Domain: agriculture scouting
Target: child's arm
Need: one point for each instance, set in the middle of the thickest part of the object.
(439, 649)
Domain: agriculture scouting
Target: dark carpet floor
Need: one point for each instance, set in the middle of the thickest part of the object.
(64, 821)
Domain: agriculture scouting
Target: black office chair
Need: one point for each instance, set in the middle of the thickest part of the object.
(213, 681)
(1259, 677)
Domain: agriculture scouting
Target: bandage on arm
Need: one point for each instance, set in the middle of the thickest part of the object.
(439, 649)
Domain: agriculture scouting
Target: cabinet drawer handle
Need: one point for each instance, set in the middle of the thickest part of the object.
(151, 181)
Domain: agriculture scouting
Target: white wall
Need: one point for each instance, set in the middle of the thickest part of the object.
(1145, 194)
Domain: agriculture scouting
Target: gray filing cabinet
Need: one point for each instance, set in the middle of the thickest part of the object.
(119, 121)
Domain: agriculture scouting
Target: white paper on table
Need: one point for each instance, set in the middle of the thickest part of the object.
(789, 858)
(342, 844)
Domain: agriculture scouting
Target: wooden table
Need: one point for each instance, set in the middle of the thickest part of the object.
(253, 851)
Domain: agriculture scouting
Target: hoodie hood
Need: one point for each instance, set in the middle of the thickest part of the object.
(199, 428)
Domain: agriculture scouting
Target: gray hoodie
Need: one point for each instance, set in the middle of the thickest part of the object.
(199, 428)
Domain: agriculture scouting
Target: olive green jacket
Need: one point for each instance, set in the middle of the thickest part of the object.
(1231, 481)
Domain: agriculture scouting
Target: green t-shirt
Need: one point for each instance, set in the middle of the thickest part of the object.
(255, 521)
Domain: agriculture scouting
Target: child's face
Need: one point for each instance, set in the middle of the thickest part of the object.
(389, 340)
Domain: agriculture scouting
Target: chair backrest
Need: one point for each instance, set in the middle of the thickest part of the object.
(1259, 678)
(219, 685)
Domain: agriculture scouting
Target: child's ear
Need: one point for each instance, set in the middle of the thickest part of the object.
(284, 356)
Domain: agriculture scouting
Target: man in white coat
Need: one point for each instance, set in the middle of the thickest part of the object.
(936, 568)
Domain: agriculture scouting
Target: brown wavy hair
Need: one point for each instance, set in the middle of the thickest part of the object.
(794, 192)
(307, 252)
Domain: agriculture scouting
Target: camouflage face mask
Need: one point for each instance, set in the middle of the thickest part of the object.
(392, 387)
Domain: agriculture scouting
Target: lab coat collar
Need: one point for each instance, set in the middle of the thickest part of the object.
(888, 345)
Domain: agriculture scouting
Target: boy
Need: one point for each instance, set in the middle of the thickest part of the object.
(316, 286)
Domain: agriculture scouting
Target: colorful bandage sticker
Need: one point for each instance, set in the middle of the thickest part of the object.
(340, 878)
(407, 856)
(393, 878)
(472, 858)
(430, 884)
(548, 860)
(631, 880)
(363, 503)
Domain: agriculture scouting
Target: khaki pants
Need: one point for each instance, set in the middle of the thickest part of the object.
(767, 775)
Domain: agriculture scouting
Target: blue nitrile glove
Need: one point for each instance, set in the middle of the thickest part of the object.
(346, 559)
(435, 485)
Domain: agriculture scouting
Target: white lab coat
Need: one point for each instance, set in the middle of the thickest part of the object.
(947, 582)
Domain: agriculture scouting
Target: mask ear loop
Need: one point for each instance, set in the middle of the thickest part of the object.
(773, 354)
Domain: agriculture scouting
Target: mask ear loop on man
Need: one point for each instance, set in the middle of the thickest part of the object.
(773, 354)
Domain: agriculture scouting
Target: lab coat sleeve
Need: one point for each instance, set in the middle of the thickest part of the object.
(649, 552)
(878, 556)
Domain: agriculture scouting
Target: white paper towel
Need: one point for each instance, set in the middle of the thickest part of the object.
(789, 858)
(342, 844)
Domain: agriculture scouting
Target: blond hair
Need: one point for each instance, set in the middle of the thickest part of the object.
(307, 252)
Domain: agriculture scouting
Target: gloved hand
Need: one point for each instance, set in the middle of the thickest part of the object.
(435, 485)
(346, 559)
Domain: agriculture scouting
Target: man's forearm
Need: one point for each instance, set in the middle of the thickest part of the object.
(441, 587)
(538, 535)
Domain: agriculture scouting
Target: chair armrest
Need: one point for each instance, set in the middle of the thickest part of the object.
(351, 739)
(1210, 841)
+++
Copy the records above exactly as they appear.

• [FULL OUTPUT]:
Domain: agriculture scouting
Target: child's arm
Need: one point for each instance, set in the middle of the thickest part of the object.
(439, 649)
Domain: agriculture scouting
Target: dark carpet floor
Need: one point for each instance, set in the middle of the thickest part of the object.
(64, 821)
Domain: agriculture scouting
Target: black office chair
Need: one point for each instance, set in the middle of the thickest part of the object.
(213, 681)
(1259, 677)
Domain: agriculture scouting
Target: bandage on arm
Need: one point for each instance, set in the middle of the thickest part of the object.
(439, 649)
Domain: agriculture scouting
Target: cabinet drawer handle
Need: one point for each instance, set in the middle of the thickest part of the object.
(151, 181)
Domain: agriculture scouting
Target: white wall
Need: one point for each instance, set in the middle of the thickest part of the object.
(1145, 194)
Domain: agriculture scouting
Target: gray filing cabinet
Need: one point for each instance, set in the middle of the thickest part of the object.
(119, 121)
Domain: agriculture scouting
Target: white paper on table
Need: one point for each instance, set in the middle of the thickest part of the object.
(789, 858)
(342, 844)
Domain: agriculture scouting
Target: wooden table
Need: one point for each instance, set in the middle of the thickest part of the object.
(253, 851)
Domain: agriculture scouting
Target: hoodie hood
Need: one point for each instance, set in the middle of the thickest part of the object.
(199, 428)
Domain: agriculture scouting
Target: gray hoodie
Need: one point for each instance, set in the middle of the thickest part of the object.
(199, 428)
Domain: agriculture scouting
Target: olive green jacket
Need: one point for each instance, set in the middle of the thickest part of the object.
(1231, 481)
Domain: agriculture scouting
Target: green t-shirt
Need: one point for each instance, set in the middle of the thickest part of the object.
(255, 521)
Domain: agriculture scouting
Target: child's face
Need: one point for each instance, set in the middle of the thickest part of the object.
(389, 340)
Domain: agriculture scouting
Target: chair backrest
Need: one point for each instance, set in the middle of the thickest part of the object.
(1259, 678)
(219, 685)
Domain: agriculture scouting
Target: child's ear
Need: one point for each instance, set in the middle of the thickest part of the object.
(284, 356)
Domain: agriculture scouting
Target: man in white coat
Need: one point for each instance, set in the middle of the thickest part of the object.
(936, 568)
Domain: agriculture scouting
Target: brown wavy hair
Need: one point for each instance, set in the middle of the thickest part of the object.
(794, 192)
(307, 252)
Domain: agriculture scouting
Target: camouflage face mask
Need: one point for each instance, set in the middle of the thickest part of the object.
(392, 387)
Domain: agriculture scouting
Target: lab coat collar
Need: one point for each instance, set in the middle of the thickest part of the object.
(888, 345)
Domain: agriculture scouting
Target: boy
Need: one point for each instance, set in the middle of the thickest part of the object.
(316, 286)
Domain: agriculture scouting
Target: colorful bandage sticker
Need: one point for each instance, set in the middle of the thickest part of the object.
(340, 878)
(407, 856)
(393, 878)
(472, 858)
(430, 884)
(548, 860)
(631, 880)
(363, 503)
Domain: agriculture scouting
Target: khaki pants
Need: one point for each instance, set in the middle of the thickest part of the object.
(767, 775)
Domain: agriculture scouting
Target: blue nitrile glove
Need: one point for each instance, set in the middle of the thickest part of the object.
(346, 559)
(435, 485)
Domain: agriculture scouting
Target: white lab coat
Need: one point for each instance, set in the middle of the thickest part of the object.
(947, 582)
Domain: agriculture scouting
Target: mask ear loop
Need: one point for each instance, set in the middle of the thickest part of the object.
(773, 354)
Domain: agriculture scouting
Target: mask ear loop on man
Need: one point for each instance, set in the middle of the thickest part of the object.
(773, 354)
Domain: agriculture scouting
Target: lab coat sleeve
Need: one point for each instance, set in the middle of the thickest part of the object.
(649, 552)
(878, 556)
Domain: agriculture scouting
Target: white paper towel
Need: one point for each instance, set in the middle of the thickest part of the object.
(789, 858)
(342, 844)
Domain: agriculture scouting
Target: blond hair
Need: one point for each instance, set in the middle of the thickest part of the object.
(307, 252)
Domain: agriculture scouting
Target: gloved hand
Need: one point for each instance, set in the middle of the thickest part of the object.
(435, 485)
(346, 559)
Domain: agriculture scouting
Target: man's forearm
Need: one point for each instance, set in the middle of the thickest part of the object.
(441, 587)
(538, 535)
Domain: agriculture scouting
Target: chair armrest
Need: one point for each instance, set in the middle of the thickest part of the object.
(351, 739)
(1210, 841)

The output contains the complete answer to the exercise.